All that is needed is the listing, transcribed exactly and in full.
______
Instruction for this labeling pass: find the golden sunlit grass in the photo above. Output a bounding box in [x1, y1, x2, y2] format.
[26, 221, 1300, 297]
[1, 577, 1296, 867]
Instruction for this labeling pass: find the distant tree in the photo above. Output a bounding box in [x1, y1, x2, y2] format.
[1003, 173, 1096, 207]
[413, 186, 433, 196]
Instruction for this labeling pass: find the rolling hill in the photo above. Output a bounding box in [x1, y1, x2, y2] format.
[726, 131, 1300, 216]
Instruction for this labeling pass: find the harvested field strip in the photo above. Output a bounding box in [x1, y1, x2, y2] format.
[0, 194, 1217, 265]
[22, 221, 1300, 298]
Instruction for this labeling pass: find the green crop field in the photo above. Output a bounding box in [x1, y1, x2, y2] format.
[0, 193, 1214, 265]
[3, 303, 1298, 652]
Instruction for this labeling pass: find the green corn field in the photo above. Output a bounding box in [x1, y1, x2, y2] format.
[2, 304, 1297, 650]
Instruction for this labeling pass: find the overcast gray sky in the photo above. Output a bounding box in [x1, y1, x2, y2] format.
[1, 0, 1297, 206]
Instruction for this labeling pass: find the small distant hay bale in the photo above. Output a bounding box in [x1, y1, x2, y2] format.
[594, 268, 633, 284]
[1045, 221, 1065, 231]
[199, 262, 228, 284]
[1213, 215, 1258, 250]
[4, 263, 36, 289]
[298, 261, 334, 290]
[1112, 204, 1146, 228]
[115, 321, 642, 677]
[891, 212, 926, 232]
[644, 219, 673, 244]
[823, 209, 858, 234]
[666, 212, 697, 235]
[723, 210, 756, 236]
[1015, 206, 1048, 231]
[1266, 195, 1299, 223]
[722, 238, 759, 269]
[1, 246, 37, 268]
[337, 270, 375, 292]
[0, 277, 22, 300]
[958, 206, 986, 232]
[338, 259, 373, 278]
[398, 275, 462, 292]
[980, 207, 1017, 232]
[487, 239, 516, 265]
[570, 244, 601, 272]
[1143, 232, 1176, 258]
______
* **ANSWER SPACE**:
Instruction for this labeling pass: find the golden sunlit grass in the photo above. Output a bounding box in [x1, y1, x2, y2] format.
[26, 221, 1300, 297]
[1, 577, 1296, 867]
Instruction for this labeling pass: find the distant tree in the photo above. Output a bounding box in [x1, y1, x2, y2] format.
[1003, 173, 1096, 207]
[413, 186, 433, 196]
Instruction for this labeling pass: find the rolling hill in the photo above. Output a bounding box in [x1, y1, x2, y2] format.
[726, 131, 1300, 216]
Instruction for this labeling pass: find the harvested field strip in the photo above. Output a bounding box in [x1, y1, x2, y2] format.
[0, 194, 1217, 265]
[22, 221, 1300, 298]
Instruction for this labeling pass: find the green crop field in the photo above. Output a bounding box in [x1, y1, x2, y2] format.
[0, 193, 1214, 265]
[3, 303, 1298, 652]
Instruction for this labeling pass: find the green corn field in the photo above. Output a bounding box in [x1, y1, x2, y2] format.
[2, 304, 1297, 650]
Instruction for this labeling pass: find the overcast gray sky in the photo above. Output a bounding box in [x1, y1, x2, y2] format.
[1, 0, 1297, 206]
Instruction for this labeling pass: find the small distant hay bale in the photo above. Output a bounding box in [x1, y1, x2, y2] format.
[594, 268, 633, 284]
[1045, 221, 1065, 231]
[199, 262, 228, 284]
[1213, 215, 1258, 250]
[4, 263, 36, 289]
[298, 261, 334, 290]
[1112, 204, 1146, 228]
[115, 321, 642, 677]
[891, 212, 926, 232]
[644, 219, 673, 244]
[823, 209, 858, 234]
[666, 212, 697, 235]
[723, 210, 756, 236]
[1015, 206, 1048, 231]
[1266, 195, 1299, 223]
[722, 238, 759, 269]
[1, 246, 37, 268]
[337, 270, 375, 292]
[0, 277, 22, 300]
[958, 206, 986, 232]
[338, 259, 373, 278]
[398, 275, 462, 292]
[980, 207, 1017, 232]
[487, 239, 516, 265]
[570, 244, 601, 272]
[1143, 232, 1176, 258]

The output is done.